**Records from a collection:**
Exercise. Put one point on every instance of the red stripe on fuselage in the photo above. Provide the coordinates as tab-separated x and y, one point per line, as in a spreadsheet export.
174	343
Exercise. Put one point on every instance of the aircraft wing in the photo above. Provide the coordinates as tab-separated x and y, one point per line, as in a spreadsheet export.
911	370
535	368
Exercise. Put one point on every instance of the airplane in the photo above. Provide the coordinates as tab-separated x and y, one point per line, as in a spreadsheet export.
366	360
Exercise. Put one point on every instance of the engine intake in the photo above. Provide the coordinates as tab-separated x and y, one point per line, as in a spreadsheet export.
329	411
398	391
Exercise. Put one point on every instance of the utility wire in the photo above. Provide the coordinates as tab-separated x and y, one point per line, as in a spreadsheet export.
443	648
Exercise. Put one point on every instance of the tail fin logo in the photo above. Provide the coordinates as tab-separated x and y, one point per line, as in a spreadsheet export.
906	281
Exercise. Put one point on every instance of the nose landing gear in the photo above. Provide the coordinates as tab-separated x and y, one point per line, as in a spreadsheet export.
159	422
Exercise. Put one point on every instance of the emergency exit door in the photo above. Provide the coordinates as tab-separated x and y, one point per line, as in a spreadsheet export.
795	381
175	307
...
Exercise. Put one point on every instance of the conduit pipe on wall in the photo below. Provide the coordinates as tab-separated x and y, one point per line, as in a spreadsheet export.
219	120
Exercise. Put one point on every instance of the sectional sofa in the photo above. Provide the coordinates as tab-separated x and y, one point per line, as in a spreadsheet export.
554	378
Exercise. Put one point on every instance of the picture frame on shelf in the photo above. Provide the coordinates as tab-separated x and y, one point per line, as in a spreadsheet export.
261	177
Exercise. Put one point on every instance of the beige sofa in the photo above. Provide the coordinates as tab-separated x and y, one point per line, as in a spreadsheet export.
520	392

**Stated exercise:**
Count how many lines in the records contain the word "sofa", and reply with the number alone.

**Worked solution:**
2